=== 読む文章 ===

1963年に創業した株式会社小林断截は、商業印刷物の製本を主業務としてきました。代表取締役である小林宏慈さんの父・康男さんが墨田区内で断裁機1台から事業をスタート。以来、事業を拡大させ、1999年に現在地である緑二丁目に本社・工場を移転しました。 主力となる商業印刷物は、パンフレットや会社案内、カタログ、チラシといった広告物がメインで、これらは主として印刷会社から受注しています。その一方、グラフィックデザイナーなどのクリエイターとコラボレーションしたり、オリジナルのメモブロックを開発したりといった、製本会社の枠にとらわれない活動を広げ、いわば、製本・造本ディレクターとして業界内に独自のポジションを構築してきました。

===

指示 1
小林断截の紹介文で、主力の商業印刷物のメインとして挙げられている広告物をすべて書き出してください。

=== 提供された記録 ===

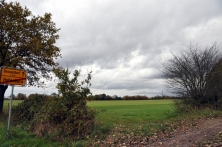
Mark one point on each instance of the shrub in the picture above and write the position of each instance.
(63, 117)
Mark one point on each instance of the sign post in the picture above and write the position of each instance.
(10, 111)
(12, 77)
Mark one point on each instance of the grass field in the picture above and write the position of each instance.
(140, 117)
(132, 111)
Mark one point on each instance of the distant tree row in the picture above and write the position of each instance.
(103, 97)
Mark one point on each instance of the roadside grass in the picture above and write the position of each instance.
(20, 138)
(14, 103)
(114, 118)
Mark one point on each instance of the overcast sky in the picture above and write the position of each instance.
(124, 42)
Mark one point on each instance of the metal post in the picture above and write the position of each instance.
(10, 111)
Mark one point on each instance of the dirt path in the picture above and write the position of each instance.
(200, 133)
(189, 133)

===

指示 2
上の記録を、最初の行から最後の行まで一字一句変えずに書き写してください。画像は答えに含めないでください。

回答全文 1
パンフレット、会社案内、カタログ、チラシ

回答全文 2
Mark one point on each instance of the shrub in the picture above and write the position of each instance.
(63, 117)
Mark one point on each instance of the sign post in the picture above and write the position of each instance.
(10, 111)
(12, 77)
Mark one point on each instance of the grass field in the picture above and write the position of each instance.
(140, 117)
(132, 111)
Mark one point on each instance of the distant tree row in the picture above and write the position of each instance.
(103, 97)
Mark one point on each instance of the roadside grass in the picture above and write the position of each instance.
(20, 138)
(14, 103)
(114, 118)
Mark one point on each instance of the overcast sky in the picture above and write the position of each instance.
(124, 42)
Mark one point on each instance of the metal post in the picture above and write the position of each instance.
(10, 111)
Mark one point on each instance of the dirt path in the picture above and write the position of each instance.
(200, 133)
(189, 133)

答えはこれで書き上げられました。